2023-03-06 10:00:10

by Huacai Chen

[permalink] [raw]
Subject: [PATCH V3] LoongArch: Provide kernel fpu functions

Provide kernel_fpu_begin()/kernel_fpu_end() to allow the kernel itself
to use fpu. They can be used by some other kernel components, e.g., the
AMDGPU graphic driver for DCN.

Reported-by: WANG Xuerui <[email protected]>
Tested-by: WANG Xuerui <[email protected]>
Signed-off-by: Huacai Chen <[email protected]>
---
V2: Use non-GPL exports and update commit messages.
V3: Add spaces for coding style.

arch/loongarch/include/asm/fpu.h | 3 +++
arch/loongarch/kernel/Makefile | 2 +-
arch/loongarch/kernel/kfpu.c | 41 ++++++++++++++++++++++++++++++++
3 files changed, 45 insertions(+), 1 deletion(-)

Work to complete: Quote the LoongArch kernel FPU patch verbatim, starting at "[permalink] [raw]" and ending at "for coding style.".

(Pointing data excerpts)
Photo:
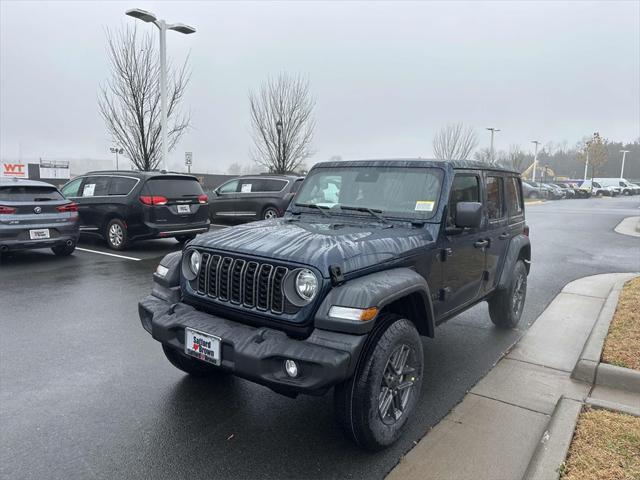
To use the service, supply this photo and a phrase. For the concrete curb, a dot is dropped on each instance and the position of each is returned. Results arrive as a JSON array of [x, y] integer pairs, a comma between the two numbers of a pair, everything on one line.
[[554, 445], [629, 226], [589, 368]]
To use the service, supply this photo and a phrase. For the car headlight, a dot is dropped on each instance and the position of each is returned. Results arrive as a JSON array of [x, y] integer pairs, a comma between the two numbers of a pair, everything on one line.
[[194, 262], [306, 284]]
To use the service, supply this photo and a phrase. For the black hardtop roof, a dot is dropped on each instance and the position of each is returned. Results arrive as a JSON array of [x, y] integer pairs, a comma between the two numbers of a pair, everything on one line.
[[139, 173], [23, 182], [418, 162]]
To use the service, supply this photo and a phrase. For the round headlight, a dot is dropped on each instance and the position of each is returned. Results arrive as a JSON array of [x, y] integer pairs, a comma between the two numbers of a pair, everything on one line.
[[306, 284], [194, 262]]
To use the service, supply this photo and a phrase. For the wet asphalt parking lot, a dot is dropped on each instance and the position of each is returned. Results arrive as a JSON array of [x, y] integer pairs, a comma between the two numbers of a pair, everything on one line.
[[86, 393]]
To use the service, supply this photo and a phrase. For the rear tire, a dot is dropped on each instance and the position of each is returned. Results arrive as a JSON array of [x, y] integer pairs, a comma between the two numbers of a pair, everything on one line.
[[505, 306], [63, 250], [374, 405], [116, 234], [193, 367]]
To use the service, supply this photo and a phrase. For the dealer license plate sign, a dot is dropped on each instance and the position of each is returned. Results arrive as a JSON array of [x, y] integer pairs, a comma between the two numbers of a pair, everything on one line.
[[202, 346], [39, 234]]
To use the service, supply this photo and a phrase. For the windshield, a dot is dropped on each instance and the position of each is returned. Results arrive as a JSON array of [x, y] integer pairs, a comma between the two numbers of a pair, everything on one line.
[[394, 191]]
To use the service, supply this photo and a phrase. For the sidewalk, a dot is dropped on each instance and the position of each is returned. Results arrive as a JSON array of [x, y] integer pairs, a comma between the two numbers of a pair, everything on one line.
[[494, 432]]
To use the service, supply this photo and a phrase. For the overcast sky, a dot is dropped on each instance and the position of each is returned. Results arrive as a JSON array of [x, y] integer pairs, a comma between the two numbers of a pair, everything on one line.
[[385, 76]]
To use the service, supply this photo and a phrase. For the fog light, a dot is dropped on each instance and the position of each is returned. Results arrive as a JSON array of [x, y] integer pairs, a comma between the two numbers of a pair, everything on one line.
[[291, 368]]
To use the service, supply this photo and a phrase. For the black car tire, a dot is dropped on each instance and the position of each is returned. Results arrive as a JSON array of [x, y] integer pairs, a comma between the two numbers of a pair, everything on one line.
[[269, 213], [359, 400], [192, 366], [506, 305], [116, 234], [63, 250]]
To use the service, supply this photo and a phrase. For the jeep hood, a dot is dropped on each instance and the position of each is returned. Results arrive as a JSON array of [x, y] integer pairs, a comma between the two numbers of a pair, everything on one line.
[[351, 246]]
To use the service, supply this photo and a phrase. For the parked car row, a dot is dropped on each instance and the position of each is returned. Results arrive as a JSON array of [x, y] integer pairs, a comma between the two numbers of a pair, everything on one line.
[[124, 206], [579, 188]]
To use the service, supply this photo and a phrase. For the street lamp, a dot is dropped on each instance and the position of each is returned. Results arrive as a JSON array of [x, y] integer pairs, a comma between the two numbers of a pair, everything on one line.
[[279, 130], [535, 160], [117, 151], [163, 27], [624, 154], [493, 131]]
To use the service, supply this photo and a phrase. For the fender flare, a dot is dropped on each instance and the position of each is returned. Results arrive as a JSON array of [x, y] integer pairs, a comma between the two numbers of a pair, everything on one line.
[[519, 249], [380, 290]]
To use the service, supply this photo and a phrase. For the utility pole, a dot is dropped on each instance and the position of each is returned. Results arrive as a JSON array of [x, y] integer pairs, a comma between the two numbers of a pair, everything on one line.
[[493, 131], [163, 27], [624, 154], [535, 160]]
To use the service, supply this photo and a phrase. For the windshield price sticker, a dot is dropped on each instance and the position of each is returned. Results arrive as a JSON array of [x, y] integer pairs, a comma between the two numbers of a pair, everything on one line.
[[424, 206]]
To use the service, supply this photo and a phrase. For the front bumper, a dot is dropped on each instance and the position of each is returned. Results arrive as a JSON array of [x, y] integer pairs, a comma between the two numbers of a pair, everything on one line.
[[324, 359]]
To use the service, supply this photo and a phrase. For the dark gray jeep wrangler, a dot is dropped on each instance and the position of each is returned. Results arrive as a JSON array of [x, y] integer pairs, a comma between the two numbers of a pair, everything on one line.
[[369, 257]]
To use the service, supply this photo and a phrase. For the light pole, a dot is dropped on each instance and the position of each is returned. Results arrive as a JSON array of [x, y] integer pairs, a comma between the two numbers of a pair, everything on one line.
[[163, 27], [535, 160], [279, 130], [117, 151], [493, 131], [624, 154]]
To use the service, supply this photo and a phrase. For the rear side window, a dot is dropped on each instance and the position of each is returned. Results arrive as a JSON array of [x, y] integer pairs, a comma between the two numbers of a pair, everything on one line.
[[121, 185], [495, 209], [174, 187], [71, 188], [514, 199], [25, 193], [465, 188], [95, 187]]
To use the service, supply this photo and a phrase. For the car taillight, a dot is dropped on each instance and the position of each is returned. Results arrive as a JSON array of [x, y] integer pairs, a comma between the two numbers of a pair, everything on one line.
[[7, 210], [153, 200], [70, 207]]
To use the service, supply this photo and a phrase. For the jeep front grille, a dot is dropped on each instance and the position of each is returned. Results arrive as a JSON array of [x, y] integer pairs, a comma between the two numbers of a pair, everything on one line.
[[241, 282]]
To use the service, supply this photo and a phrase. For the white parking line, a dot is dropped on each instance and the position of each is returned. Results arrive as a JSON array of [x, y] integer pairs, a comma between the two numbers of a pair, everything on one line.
[[108, 254]]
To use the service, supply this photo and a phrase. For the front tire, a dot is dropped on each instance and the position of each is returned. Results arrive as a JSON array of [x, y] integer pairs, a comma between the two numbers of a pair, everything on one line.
[[374, 405], [505, 306], [116, 234], [193, 367]]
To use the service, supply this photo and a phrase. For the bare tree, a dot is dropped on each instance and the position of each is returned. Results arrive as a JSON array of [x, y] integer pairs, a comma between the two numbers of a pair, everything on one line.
[[282, 123], [129, 102], [454, 142], [594, 151]]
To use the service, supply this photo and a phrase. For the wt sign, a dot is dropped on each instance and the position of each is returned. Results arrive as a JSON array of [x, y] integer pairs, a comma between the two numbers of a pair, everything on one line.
[[18, 170]]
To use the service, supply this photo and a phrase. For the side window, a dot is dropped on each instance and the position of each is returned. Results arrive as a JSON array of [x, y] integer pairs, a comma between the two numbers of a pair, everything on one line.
[[465, 188], [121, 185], [248, 185], [96, 187], [495, 209], [71, 188], [514, 199], [229, 187], [296, 185]]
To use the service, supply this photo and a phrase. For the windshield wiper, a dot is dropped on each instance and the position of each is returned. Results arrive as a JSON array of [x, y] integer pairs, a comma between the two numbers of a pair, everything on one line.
[[317, 207], [371, 211]]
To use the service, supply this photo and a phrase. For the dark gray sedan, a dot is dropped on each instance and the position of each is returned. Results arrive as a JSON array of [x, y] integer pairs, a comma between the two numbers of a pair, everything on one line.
[[36, 215]]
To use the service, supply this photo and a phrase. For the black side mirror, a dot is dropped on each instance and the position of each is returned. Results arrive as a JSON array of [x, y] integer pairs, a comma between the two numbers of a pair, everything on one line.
[[468, 214]]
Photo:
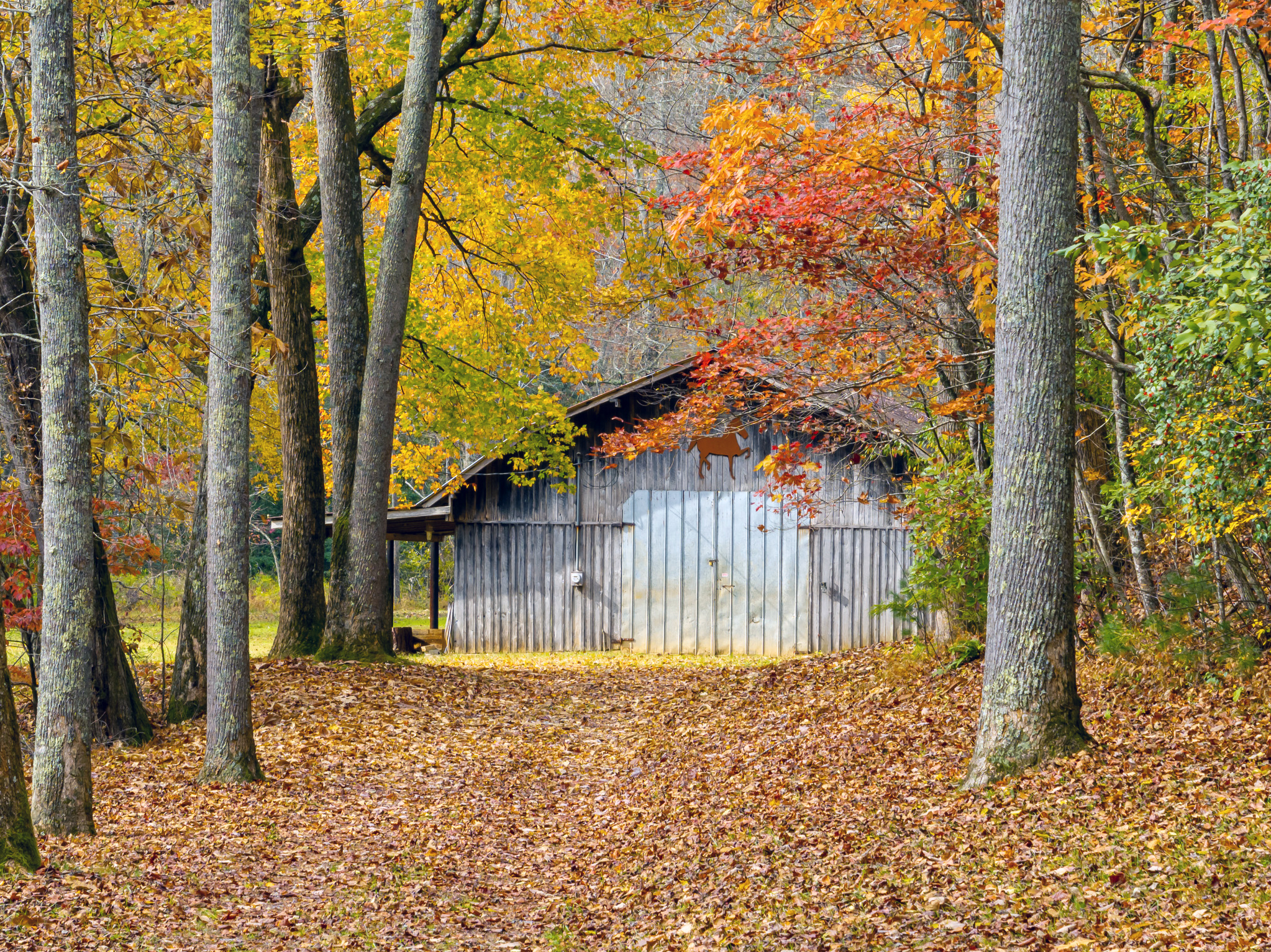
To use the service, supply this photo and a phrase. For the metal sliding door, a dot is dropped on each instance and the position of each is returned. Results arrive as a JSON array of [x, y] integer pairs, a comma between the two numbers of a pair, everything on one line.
[[713, 573]]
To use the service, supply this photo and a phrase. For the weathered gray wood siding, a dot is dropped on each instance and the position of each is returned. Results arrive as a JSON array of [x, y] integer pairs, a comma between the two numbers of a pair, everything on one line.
[[515, 551]]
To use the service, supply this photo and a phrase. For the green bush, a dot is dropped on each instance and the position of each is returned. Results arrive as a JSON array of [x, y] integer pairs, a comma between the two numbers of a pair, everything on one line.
[[947, 512]]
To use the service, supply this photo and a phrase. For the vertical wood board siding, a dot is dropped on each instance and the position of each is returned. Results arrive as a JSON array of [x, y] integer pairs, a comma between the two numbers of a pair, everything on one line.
[[853, 569]]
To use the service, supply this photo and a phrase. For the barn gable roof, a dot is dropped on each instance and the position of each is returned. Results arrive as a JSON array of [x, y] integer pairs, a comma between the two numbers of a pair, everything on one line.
[[434, 512]]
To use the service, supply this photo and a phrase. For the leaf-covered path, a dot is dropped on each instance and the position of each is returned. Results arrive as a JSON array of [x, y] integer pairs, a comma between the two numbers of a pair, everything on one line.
[[555, 802]]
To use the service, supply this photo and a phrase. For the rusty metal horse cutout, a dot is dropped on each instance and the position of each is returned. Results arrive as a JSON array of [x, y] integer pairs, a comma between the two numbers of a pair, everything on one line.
[[724, 445]]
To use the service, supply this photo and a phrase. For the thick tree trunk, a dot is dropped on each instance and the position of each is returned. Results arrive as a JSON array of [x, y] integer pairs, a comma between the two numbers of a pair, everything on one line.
[[17, 834], [346, 289], [303, 607], [230, 753], [119, 714], [62, 774], [368, 636], [1030, 709], [188, 696]]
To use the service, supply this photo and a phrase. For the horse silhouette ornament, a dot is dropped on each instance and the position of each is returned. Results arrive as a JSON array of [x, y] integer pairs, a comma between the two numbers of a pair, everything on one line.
[[724, 445]]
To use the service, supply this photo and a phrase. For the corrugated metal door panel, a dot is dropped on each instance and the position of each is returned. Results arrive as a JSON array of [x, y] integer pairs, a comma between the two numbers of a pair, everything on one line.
[[699, 575]]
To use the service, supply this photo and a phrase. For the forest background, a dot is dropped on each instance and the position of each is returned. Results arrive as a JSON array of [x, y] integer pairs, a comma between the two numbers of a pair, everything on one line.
[[806, 193]]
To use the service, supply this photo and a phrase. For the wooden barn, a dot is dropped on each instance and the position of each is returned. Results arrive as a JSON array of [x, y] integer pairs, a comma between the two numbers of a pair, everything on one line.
[[679, 552]]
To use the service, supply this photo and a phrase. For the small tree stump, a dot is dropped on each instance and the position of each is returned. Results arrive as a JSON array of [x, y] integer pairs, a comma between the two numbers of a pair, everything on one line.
[[404, 641]]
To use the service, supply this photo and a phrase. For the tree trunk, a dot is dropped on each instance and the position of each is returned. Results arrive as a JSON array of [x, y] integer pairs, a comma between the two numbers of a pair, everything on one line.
[[230, 753], [1030, 709], [1217, 98], [17, 834], [62, 774], [188, 696], [1242, 110], [119, 715], [346, 290], [303, 603], [368, 636]]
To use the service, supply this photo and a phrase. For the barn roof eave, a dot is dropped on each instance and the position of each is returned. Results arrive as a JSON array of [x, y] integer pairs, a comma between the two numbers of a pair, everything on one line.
[[573, 411]]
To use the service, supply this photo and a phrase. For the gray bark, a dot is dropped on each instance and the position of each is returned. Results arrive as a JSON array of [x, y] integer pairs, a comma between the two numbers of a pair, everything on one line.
[[341, 182], [1030, 709], [188, 696], [230, 753], [62, 773], [17, 833], [1217, 99], [368, 635], [303, 604]]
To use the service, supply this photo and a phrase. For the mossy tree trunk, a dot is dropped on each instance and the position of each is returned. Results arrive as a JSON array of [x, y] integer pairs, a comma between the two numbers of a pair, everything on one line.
[[17, 833], [62, 774], [341, 182], [187, 698], [368, 635], [1030, 707], [230, 753], [303, 603]]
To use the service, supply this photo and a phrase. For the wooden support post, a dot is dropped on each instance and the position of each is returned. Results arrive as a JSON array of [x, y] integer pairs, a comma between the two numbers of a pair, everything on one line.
[[392, 560], [434, 552]]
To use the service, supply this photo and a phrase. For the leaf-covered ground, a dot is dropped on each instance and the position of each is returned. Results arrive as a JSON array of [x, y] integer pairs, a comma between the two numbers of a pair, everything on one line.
[[557, 802]]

Response to the exercise:
[permalink] [raw]
Subject: [PATCH V3] LoongArch: Provide kernel fpu functions

Provide kernel_fpu_begin()/kernel_fpu_end() to allow the kernel itself
to use fpu. They can be used by some other kernel components, e.g., the
AMDGPU graphic driver for DCN.

Reported-by: WANG Xuerui <[email protected]>
Tested-by: WANG Xuerui <[email protected]>
Signed-off-by: Huacai Chen <[email protected]>
---
V2: Use non-GPL exports and update commit messages.
V3: Add spaces for coding style.